Saved entries:
----

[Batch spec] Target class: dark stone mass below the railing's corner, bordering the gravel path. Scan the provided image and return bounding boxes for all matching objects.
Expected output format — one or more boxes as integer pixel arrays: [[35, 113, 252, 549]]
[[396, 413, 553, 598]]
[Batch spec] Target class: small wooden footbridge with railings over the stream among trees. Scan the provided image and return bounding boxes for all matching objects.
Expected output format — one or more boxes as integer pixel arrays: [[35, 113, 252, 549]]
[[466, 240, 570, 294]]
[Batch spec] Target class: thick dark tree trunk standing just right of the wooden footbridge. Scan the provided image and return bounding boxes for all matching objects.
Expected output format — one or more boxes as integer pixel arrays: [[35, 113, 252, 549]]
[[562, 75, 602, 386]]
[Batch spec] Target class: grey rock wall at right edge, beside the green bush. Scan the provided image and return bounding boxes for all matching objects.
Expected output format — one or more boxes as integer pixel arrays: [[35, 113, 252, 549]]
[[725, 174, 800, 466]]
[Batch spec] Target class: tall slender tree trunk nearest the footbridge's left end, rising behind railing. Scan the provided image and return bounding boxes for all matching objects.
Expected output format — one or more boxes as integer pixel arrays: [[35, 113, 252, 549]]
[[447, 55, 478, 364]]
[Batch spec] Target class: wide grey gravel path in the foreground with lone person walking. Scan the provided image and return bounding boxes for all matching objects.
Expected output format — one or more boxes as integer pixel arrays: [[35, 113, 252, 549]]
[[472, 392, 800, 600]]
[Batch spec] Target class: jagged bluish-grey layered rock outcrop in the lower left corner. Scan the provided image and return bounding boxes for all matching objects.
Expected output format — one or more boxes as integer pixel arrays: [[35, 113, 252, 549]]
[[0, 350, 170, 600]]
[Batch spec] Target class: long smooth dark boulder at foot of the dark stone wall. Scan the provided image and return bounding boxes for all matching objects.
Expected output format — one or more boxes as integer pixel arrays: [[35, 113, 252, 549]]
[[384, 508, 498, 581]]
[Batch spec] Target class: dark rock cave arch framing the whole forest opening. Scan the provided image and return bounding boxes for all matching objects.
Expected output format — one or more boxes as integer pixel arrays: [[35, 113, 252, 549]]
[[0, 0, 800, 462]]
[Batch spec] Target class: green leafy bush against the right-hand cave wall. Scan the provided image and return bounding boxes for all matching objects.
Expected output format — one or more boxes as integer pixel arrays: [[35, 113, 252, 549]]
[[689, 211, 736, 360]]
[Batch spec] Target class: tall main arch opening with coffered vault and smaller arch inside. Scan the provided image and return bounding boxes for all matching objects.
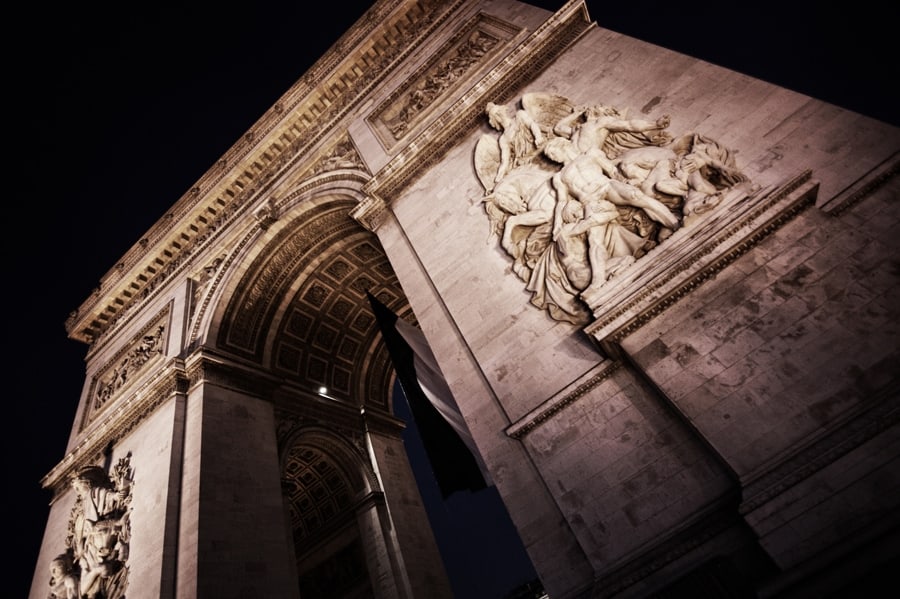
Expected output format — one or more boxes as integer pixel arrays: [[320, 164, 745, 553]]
[[195, 183, 454, 598]]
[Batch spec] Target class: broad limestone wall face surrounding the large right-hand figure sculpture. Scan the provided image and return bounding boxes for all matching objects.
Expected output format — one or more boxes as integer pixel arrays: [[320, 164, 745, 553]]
[[358, 2, 900, 596]]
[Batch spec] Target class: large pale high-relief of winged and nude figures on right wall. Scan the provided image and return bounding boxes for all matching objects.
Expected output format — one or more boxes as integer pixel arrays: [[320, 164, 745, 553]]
[[474, 93, 751, 324]]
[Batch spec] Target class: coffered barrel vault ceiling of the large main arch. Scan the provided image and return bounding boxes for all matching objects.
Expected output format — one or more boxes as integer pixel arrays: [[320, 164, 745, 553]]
[[200, 176, 409, 411]]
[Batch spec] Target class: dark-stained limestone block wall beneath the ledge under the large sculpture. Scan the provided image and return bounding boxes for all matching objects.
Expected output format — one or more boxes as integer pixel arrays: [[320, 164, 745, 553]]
[[623, 177, 900, 567]]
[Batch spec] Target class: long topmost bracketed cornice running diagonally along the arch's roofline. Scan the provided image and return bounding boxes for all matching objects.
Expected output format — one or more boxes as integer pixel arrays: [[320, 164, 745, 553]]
[[66, 0, 464, 346]]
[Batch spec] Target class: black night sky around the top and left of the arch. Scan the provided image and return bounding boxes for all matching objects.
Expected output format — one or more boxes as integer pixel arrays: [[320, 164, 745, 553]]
[[10, 0, 900, 599]]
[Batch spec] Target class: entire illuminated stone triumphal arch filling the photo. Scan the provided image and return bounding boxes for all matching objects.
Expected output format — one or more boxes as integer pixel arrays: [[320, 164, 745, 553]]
[[31, 0, 900, 599]]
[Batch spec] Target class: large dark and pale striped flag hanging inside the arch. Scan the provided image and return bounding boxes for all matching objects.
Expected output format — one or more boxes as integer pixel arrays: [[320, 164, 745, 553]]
[[366, 291, 493, 499]]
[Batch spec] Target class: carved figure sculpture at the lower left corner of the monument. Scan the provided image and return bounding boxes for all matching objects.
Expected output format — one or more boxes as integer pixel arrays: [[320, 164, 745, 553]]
[[49, 454, 134, 599]]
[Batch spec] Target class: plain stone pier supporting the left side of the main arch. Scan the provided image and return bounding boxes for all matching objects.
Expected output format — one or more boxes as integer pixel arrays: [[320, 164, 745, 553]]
[[178, 360, 299, 599]]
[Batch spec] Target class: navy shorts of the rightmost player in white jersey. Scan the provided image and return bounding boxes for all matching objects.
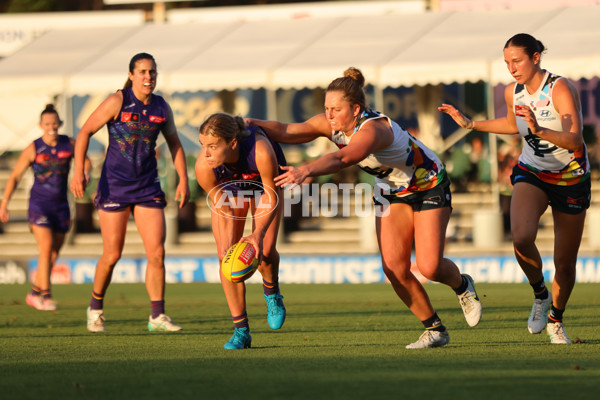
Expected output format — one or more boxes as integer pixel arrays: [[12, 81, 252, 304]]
[[510, 165, 591, 214]]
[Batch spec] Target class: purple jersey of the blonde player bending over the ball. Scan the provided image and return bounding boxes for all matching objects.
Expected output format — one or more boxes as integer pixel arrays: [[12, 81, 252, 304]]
[[213, 126, 286, 189]]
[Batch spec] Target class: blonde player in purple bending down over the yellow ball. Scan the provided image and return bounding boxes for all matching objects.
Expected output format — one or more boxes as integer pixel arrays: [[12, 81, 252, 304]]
[[196, 113, 286, 349]]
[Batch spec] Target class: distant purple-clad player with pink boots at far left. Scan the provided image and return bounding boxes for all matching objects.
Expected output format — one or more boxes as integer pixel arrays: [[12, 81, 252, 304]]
[[0, 104, 85, 310]]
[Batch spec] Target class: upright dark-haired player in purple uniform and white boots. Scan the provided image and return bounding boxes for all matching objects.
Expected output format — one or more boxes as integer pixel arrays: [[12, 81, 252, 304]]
[[71, 53, 189, 332]]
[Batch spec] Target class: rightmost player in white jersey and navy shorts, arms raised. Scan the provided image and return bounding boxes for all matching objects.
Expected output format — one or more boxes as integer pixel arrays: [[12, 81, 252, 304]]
[[439, 33, 590, 344]]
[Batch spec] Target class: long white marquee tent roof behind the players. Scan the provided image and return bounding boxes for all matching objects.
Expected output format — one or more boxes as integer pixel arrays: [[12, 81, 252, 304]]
[[0, 6, 600, 153]]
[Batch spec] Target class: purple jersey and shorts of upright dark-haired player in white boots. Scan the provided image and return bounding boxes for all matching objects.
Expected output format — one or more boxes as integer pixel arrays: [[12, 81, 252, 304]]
[[96, 88, 169, 204]]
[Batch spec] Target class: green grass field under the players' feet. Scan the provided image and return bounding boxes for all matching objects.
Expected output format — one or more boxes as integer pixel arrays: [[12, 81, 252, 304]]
[[0, 284, 600, 400]]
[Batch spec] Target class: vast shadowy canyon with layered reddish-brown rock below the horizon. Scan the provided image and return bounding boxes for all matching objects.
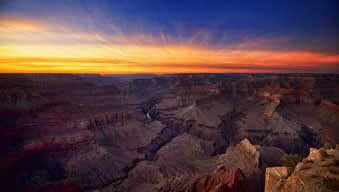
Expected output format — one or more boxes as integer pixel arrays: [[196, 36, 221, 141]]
[[0, 74, 339, 192]]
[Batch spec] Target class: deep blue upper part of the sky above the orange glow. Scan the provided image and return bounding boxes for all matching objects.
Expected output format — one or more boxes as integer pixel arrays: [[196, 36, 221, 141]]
[[1, 0, 338, 50]]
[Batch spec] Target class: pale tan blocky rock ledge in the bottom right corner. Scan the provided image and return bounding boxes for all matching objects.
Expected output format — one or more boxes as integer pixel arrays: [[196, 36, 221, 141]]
[[265, 148, 339, 192]]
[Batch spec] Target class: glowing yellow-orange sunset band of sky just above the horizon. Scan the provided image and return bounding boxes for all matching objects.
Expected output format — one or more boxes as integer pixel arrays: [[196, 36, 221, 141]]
[[0, 18, 339, 74]]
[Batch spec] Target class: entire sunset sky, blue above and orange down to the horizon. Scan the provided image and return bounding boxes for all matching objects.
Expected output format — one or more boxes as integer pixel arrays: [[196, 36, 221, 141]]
[[0, 0, 339, 74]]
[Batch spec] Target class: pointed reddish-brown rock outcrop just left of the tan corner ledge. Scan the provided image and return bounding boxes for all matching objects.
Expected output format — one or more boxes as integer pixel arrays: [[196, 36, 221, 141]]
[[155, 139, 263, 192]]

----

* **Problem to work on**
Work out how many lines of the data hold the string "yellow". Reply with that number alone.

* **Solution for this problem**
2